## Working data

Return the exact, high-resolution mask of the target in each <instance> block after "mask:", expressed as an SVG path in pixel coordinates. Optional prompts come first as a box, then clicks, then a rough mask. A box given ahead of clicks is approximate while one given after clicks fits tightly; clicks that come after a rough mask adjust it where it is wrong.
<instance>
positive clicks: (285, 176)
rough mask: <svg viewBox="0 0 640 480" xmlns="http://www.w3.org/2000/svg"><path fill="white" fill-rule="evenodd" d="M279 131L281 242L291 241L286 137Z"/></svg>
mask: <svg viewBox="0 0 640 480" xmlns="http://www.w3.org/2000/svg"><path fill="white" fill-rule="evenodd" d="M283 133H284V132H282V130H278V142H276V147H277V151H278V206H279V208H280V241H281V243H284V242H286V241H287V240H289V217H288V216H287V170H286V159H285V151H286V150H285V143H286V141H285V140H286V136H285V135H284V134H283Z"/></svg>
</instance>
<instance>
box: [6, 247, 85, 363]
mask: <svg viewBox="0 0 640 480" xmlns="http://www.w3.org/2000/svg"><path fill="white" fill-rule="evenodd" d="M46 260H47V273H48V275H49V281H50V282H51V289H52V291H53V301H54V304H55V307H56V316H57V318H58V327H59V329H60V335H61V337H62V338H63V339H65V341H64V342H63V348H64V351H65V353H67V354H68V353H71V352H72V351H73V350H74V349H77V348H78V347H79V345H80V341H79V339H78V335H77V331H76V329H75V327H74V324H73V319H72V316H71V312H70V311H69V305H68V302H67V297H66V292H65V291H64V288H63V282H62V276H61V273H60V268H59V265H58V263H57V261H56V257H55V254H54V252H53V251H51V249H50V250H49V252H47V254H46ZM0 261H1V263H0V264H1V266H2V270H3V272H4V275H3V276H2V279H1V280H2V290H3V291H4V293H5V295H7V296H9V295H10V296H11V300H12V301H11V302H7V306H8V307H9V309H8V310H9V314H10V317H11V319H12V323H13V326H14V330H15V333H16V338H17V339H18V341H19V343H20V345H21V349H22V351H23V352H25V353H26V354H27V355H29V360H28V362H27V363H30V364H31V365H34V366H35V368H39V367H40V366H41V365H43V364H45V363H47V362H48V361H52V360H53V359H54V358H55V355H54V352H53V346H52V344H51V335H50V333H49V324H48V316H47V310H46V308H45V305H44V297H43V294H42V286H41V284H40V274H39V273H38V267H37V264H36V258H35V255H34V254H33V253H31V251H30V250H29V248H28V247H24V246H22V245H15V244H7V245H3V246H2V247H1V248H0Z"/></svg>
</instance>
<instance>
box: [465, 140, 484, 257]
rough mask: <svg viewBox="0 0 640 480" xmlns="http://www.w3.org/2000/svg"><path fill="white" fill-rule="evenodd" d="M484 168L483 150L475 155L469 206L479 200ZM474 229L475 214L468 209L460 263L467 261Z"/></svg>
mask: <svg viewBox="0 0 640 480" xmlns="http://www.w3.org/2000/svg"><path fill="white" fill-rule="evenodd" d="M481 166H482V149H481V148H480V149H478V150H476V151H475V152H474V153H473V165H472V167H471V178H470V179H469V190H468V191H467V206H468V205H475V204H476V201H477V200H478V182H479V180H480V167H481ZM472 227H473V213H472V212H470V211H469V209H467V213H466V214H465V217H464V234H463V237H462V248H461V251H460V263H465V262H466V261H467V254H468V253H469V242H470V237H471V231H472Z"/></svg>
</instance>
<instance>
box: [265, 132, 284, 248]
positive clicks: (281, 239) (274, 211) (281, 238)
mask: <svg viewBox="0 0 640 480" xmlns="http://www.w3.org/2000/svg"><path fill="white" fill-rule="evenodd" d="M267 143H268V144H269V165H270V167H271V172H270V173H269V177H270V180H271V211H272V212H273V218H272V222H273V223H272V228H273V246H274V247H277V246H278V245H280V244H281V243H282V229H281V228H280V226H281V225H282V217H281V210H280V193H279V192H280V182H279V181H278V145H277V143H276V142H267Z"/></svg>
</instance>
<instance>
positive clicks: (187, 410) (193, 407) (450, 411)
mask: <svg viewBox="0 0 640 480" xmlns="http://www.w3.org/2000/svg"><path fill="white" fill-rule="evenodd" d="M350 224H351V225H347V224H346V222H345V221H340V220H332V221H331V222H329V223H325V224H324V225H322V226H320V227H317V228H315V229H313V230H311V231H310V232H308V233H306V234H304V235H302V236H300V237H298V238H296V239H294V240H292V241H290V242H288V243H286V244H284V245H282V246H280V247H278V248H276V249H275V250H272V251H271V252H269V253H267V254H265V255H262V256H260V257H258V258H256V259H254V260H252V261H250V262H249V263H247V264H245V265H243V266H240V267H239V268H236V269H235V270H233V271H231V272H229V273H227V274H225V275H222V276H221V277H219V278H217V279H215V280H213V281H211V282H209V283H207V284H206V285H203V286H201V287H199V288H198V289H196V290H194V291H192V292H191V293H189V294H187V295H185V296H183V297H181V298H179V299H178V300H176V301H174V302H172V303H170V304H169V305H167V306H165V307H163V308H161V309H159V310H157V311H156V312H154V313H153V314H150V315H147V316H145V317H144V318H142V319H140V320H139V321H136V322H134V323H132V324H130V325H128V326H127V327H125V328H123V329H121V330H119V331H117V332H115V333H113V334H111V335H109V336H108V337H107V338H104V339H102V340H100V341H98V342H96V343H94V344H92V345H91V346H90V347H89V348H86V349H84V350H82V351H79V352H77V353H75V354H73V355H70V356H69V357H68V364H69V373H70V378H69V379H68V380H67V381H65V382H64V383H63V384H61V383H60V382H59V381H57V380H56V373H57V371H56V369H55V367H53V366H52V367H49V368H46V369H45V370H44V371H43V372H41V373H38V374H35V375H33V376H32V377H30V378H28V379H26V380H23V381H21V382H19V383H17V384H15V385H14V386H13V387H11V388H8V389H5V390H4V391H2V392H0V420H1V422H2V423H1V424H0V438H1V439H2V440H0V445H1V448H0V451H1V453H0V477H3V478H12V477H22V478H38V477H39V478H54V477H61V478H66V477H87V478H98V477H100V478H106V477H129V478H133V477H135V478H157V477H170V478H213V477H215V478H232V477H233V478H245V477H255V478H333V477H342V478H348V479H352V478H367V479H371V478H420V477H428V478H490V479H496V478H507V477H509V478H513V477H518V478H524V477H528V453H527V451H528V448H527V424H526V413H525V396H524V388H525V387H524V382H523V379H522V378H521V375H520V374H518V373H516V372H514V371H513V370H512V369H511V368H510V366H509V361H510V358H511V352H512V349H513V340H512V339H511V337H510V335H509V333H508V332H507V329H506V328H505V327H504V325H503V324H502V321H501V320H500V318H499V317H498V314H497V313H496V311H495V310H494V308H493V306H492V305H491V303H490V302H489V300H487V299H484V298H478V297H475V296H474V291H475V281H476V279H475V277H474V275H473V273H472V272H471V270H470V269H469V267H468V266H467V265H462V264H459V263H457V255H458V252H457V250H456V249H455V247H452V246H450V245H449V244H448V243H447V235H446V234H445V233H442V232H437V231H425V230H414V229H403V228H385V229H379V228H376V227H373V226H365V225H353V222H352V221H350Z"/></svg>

## Work required
When you write the entries out again, keep every word and mark exactly as it is.

## Written reply
Return the exact, high-resolution mask of the target in each <instance> block after "mask:", expressed as an SVG path in pixel coordinates. Optional prompts come first as a box, then clicks, then a rough mask. A box given ahead of clicks is approximate while one given after clicks fits tightly; clicks that come after a rough mask adjust it where it is wrong.
<instance>
positive clicks: (285, 176)
rough mask: <svg viewBox="0 0 640 480" xmlns="http://www.w3.org/2000/svg"><path fill="white" fill-rule="evenodd" d="M279 131L281 242L291 241L286 137Z"/></svg>
mask: <svg viewBox="0 0 640 480" xmlns="http://www.w3.org/2000/svg"><path fill="white" fill-rule="evenodd" d="M283 133H284V132H282V130H278V142H276V147H277V151H278V206H279V208H280V241H281V243H284V242H286V241H287V240H289V217H288V216H287V170H286V159H285V151H286V150H285V143H286V141H285V140H286V136H285V135H284V134H283Z"/></svg>
</instance>
<instance>
box: [6, 247, 85, 363]
mask: <svg viewBox="0 0 640 480" xmlns="http://www.w3.org/2000/svg"><path fill="white" fill-rule="evenodd" d="M46 260H47V273H48V275H49V281H50V282H51V289H52V291H53V301H54V304H55V307H56V316H57V318H58V327H59V329H60V335H61V337H62V338H63V339H65V341H64V342H63V348H64V351H65V353H67V354H68V353H71V352H72V351H73V350H74V349H77V348H78V347H79V345H80V341H79V339H78V335H77V331H76V329H75V327H74V324H73V319H72V316H71V312H70V311H69V305H68V302H67V297H66V292H65V291H64V288H63V282H62V276H61V273H60V268H59V265H58V263H57V261H56V257H55V254H54V252H53V251H51V249H50V250H49V252H47V254H46ZM0 261H1V263H0V264H1V266H2V270H3V272H4V275H3V276H2V279H1V280H2V290H3V291H4V293H5V295H7V296H9V295H10V296H11V300H12V301H11V302H7V306H8V307H9V309H8V310H9V314H10V317H11V319H12V323H13V326H14V330H15V333H16V338H17V339H18V341H19V343H20V345H21V349H22V351H23V352H25V353H26V354H27V355H29V360H28V362H27V363H30V364H31V365H34V366H35V368H39V367H40V366H41V365H43V364H45V363H47V362H48V361H52V360H53V359H54V358H55V355H54V352H53V346H52V344H51V335H50V333H49V324H48V316H47V310H46V308H45V305H44V297H43V294H42V286H41V284H40V274H39V273H38V267H37V264H36V258H35V255H34V254H33V253H31V251H30V250H29V248H28V247H24V246H22V245H15V244H7V245H3V246H2V247H1V248H0Z"/></svg>
</instance>
<instance>
box: [465, 140, 484, 257]
rough mask: <svg viewBox="0 0 640 480" xmlns="http://www.w3.org/2000/svg"><path fill="white" fill-rule="evenodd" d="M484 168L483 150L475 155L469 206L479 200ZM474 229L475 214L468 209L460 263L467 261Z"/></svg>
mask: <svg viewBox="0 0 640 480" xmlns="http://www.w3.org/2000/svg"><path fill="white" fill-rule="evenodd" d="M481 166H482V149H481V148H480V149H478V150H476V151H475V152H474V153H473V165H472V167H471V178H470V179H469V190H468V191H467V206H468V205H475V204H476V201H477V200H478V182H479V180H480V167H481ZM472 227H473V213H472V212H470V211H469V209H467V213H466V214H465V217H464V234H463V237H462V248H461V251H460V263H465V262H466V261H467V254H468V253H469V242H470V237H471V231H472Z"/></svg>
</instance>
<instance>
box: [265, 132, 284, 248]
positive clicks: (281, 239) (274, 211) (281, 238)
mask: <svg viewBox="0 0 640 480" xmlns="http://www.w3.org/2000/svg"><path fill="white" fill-rule="evenodd" d="M267 143H268V144H269V165H270V167H271V172H270V173H269V177H270V180H271V211H272V212H273V218H272V222H273V223H272V228H273V246H274V247H277V246H278V245H280V244H281V243H282V229H281V228H280V226H281V225H282V217H281V210H280V193H279V192H280V182H279V181H278V145H277V143H276V142H267Z"/></svg>
</instance>
<instance>
positive clicks: (187, 410) (193, 407) (450, 411)
mask: <svg viewBox="0 0 640 480" xmlns="http://www.w3.org/2000/svg"><path fill="white" fill-rule="evenodd" d="M350 224H351V225H347V224H346V222H345V221H340V220H332V221H331V222H329V223H325V224H324V225H322V226H320V227H317V228H315V229H313V230H311V231H310V232H308V233H306V234H304V235H302V236H300V237H298V238H296V239H294V240H292V241H290V242H288V243H286V244H284V245H282V246H280V247H278V248H276V249H275V250H272V251H271V252H269V253H267V254H265V255H262V256H260V257H258V258H256V259H254V260H252V261H250V262H249V263H247V264H245V265H243V266H240V267H239V268H236V269H235V270H233V271H231V272H229V273H227V274H225V275H222V276H221V277H219V278H217V279H215V280H213V281H211V282H209V283H207V284H206V285H203V286H201V287H199V288H198V289H196V290H194V291H192V292H191V293H189V294H187V295H185V296H183V297H181V298H179V299H178V300H176V301H174V302H172V303H170V304H169V305H167V306H165V307H163V308H161V309H159V310H157V311H156V312H154V313H153V314H150V315H147V316H145V317H144V318H142V319H140V320H139V321H136V322H134V323H132V324H130V325H128V326H127V327H125V328H123V329H121V330H119V331H117V332H115V333H113V334H111V335H109V336H108V337H107V338H104V339H102V340H100V341H98V342H96V343H94V344H92V345H91V346H90V347H89V348H86V349H84V350H82V351H79V352H77V353H75V354H73V355H70V356H69V357H68V364H69V373H70V378H69V379H68V380H67V381H65V382H64V383H63V384H61V383H60V382H59V381H57V380H56V373H57V371H56V369H55V367H53V366H52V367H49V368H46V369H45V370H44V371H43V372H41V373H38V374H35V375H33V376H32V377H30V378H28V379H26V380H23V381H21V382H19V383H17V384H15V385H14V386H13V387H11V388H8V389H5V390H4V391H2V392H0V420H1V422H2V423H1V424H0V438H1V439H2V440H0V445H1V448H0V451H1V453H0V477H3V478H12V477H22V478H38V477H39V478H54V477H61V478H66V477H87V478H98V477H100V478H106V477H129V478H133V477H135V478H157V477H170V478H213V477H215V478H232V477H233V478H245V477H255V478H333V477H342V478H348V479H352V478H367V479H371V478H420V477H428V478H490V479H496V478H507V477H509V478H513V477H518V478H524V477H528V453H527V451H528V448H527V424H526V413H525V396H524V388H525V387H524V382H523V379H522V378H521V375H520V374H518V373H516V372H514V371H513V370H512V369H511V368H510V366H509V361H510V358H511V352H512V349H513V340H512V339H511V337H510V335H509V333H508V332H507V329H506V328H505V327H504V325H503V324H502V321H501V320H500V318H499V317H498V314H497V313H496V311H495V310H494V308H493V306H492V305H491V303H490V302H489V300H487V299H484V298H478V297H475V296H474V291H475V281H476V279H475V277H474V275H473V273H472V272H471V270H470V269H469V267H468V266H467V265H462V264H459V263H457V255H458V252H457V250H456V249H455V247H452V246H450V245H449V244H448V243H447V235H446V234H445V233H442V232H437V231H425V230H414V229H403V228H385V229H379V228H376V227H373V226H365V225H353V222H352V221H350Z"/></svg>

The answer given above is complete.